Task details:
Would you retype the records below exactly as they appear?

[Saved entries]
—————
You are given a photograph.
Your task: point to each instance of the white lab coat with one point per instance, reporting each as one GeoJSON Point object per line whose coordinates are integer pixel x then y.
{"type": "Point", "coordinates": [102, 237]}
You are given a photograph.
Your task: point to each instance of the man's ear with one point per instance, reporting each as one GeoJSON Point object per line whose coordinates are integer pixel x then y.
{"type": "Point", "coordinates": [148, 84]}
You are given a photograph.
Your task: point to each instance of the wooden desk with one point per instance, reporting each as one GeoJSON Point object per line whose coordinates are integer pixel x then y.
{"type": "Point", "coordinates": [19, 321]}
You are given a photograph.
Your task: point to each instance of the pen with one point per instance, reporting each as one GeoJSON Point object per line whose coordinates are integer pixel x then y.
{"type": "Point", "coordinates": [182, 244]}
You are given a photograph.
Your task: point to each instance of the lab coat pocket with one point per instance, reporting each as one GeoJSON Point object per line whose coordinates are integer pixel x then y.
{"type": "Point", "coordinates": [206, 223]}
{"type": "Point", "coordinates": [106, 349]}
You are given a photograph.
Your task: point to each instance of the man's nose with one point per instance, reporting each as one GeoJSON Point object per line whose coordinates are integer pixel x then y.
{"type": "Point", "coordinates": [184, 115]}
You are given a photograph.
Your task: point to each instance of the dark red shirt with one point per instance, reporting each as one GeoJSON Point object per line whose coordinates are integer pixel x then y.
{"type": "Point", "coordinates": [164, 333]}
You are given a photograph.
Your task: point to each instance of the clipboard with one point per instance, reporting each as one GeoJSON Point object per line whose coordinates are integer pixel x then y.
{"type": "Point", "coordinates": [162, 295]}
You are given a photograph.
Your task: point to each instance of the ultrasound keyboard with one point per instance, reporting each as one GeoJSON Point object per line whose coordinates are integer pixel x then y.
—————
Task output:
You are given a photograph.
Your task: point to each instance of the white lab coat with one point per instance, reporting each as one GeoJSON Point object per line whose coordinates are integer pixel x then y.
{"type": "Point", "coordinates": [102, 237]}
You are given a photograph.
Your task: point to each instance of the man's ear with one point per instance, reporting each as one GeoJSON Point object per line whose coordinates are integer pixel x then y.
{"type": "Point", "coordinates": [148, 84]}
You are given a photograph.
Your task: point to each instance of the wooden desk with one point per instance, reporting each as one GeoJSON Point object per line whose coordinates are integer pixel x then y.
{"type": "Point", "coordinates": [19, 321]}
You are given a photograph.
Your task: point to each instance of the pen with one point per instance, reporting each as one GeoJSON Point object per line whose coordinates are integer pixel x then y.
{"type": "Point", "coordinates": [182, 244]}
You are given a photograph.
Your task: point to each instance of the lab coat pocket with one point per instance, reporting each as one GeoJSON Point object per line whose coordinates are integer pixel x then y.
{"type": "Point", "coordinates": [206, 223]}
{"type": "Point", "coordinates": [106, 349]}
You are given a photograph.
Your task: point to each instance of the man's nose with one point per instance, reporting each as one GeoJSON Point object per line whose coordinates are integer pixel x then y.
{"type": "Point", "coordinates": [184, 115]}
You are given a photograph.
Your task: point to each instance of the dark red shirt with one point per instance, reporting each as one GeoJSON Point object per line whose coordinates are integer pixel x then y.
{"type": "Point", "coordinates": [164, 333]}
You are given a photograph.
Your task: point to each instance of the clipboard with one point per instance, reporting each as one GeoJSON Point object per line whose coordinates are integer pixel x then y.
{"type": "Point", "coordinates": [162, 295]}
You are given a photograph.
Your task: point to each instance of the ultrasound keyboard with one point per instance, reporting each as one GeoJSON Point object per line whose coordinates are integer pixel x then y.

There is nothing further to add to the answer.